- _Excerpt_:

DX development is a customer-centric approach complemented with data-driven methodology to strengthen the necessary customer understanding, blended with continuous development to meet the changing demands.
Key points to keep in mind when creating seamless digital experiences
1. Clarify the frame
2. Define suitable metrics and data collection methods
3. Empathize with your customer
4. The ability to act upon these insights
1. Clarify the frame
Journey mapping is a well-known tool for strategizing on how we aim to create a great digital experience. It helps to plan experiences, but it is simply a static visualization. The orchestration and control of every touchpoint is crucial in piecing the whole digital journey together into a seamless experience. There is a need for an approach that operationalize dynamically the design choices into continuous operational processes – data-driven approach.
First you need to clarify the business purpose and set up the strategic goal for each stage. The data-driven approach should be primarily motivated by the question of “what kind of business results we want to achieve” instead of “what kind of software solutions we want to build”.
After the strategic objective has been defined, the data-driven approach turns its focus to identify data needs. Data is not the purpose in itself, but rather a collected driver for business purposes. To answer the question of “what kind of data we need” (instead of “what kind of data we have”), we cluster the digital journey map into segments that correspond with separate stages of the digital journey and recognize the related interactions. Each stage presents a common strategic goal and groups multiple touchpoints with the shared purpose within the overall journey. That can be done, for example, in four stages: awareness, interest, engagement, and retention.
2. Define suitable metrics and data collection methods
When you have defined the frame and set up the strategic objectives, you need to identify and prioritize metrics. First, the key KPIs need to be tracked within each stage. Depending on what you aim to accomplish in each stage of digital journey, the customized KPI set allows you to zoom in to the alignment within different journey phases.
These decided, trackable KPIs will work as your datapoints and change your static visualization into a dynamic journey analytics strategy. Your efforts on this planning phase will contribute to how much your datapoints will generate insightful information. The more detailed data collection plan, the more valuable data the DX will gain.
In real-life, this can be seen e.g. while defining key performance indicators for the SEO program. The overall goal is driving the data measures. When the purpose is driving higher numbers and more qualified visitors to purchase products, the typical KPIs are visits, orders, and revenue. If these adjustments are viewed individually, they might seem like minor improvements, but when these trivial pieces are combined together, the step-by-step-achieved impact on site's performance becomes noticeable.
The first challenge is often how to acquire the necessary data that is needed for KPIs. The critical lesson is to collect data precisely at the origin of creation. That can be achieved with effective quality controls and precise metadata.
The discontinuity between digital touchpoints is another very typical challenge. Customer data does not flow between systems, and siloed information will create gaps to the final experience. Without integrated databases and systems, it can be incredible difficult to get the best out of the collected data and create a seamless journey. Digital experience platforms are real-life applications of integrated software systems with the purpose of to deliver, manage, and optimize the customer's journey across digital touchpoints and systems.
3. Empathize with your customer
To obtain insight of customers, analysis is the optimal way to organize and examine their data from different sources with the goal of knowing exactly what correlates with success. To reveal patterns, correlations, and cause-and-effect relationships between factors, the answers to the questions arise from the business context. Operational data is there for you to pinpoint what works for getting more online traffic, but it will always fall short of explaining why a specific something works. The behavioural data answers to that. This kind of combined understanding gives organizations a nuanced understanding of actual experiences and helps to reach the gap between what customers are trying to achieve and how they want to achieve it, and what causes possible frustration along their digital journey.

- _Stored rows_:
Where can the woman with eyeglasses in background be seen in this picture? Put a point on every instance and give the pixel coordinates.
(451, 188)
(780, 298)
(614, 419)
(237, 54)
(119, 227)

- _Aim_: Please quote the text on digital experience development word for word, everything from "These decided, trackable" down to "performance becomes noticeable.". The records have no part in this work.

- _Result for this task_:
These decided, trackable KPIs will work as your datapoints and change your static visualization into a dynamic journey analytics strategy. Your efforts on this planning phase will contribute to how much your datapoints will generate insightful information. The more detailed data collection plan, the more valuable data the DX will gain.
In real-life, this can be seen e.g. while defining key performance indicators for the SEO program. The overall goal is driving the data measures. When the purpose is driving higher numbers and more qualified visitors to purchase products, the typical KPIs are visits, orders, and revenue. If these adjustments are viewed individually, they might seem like minor improvements, but when these trivial pieces are combined together, the step-by-step-achieved impact on site's performance becomes noticeable.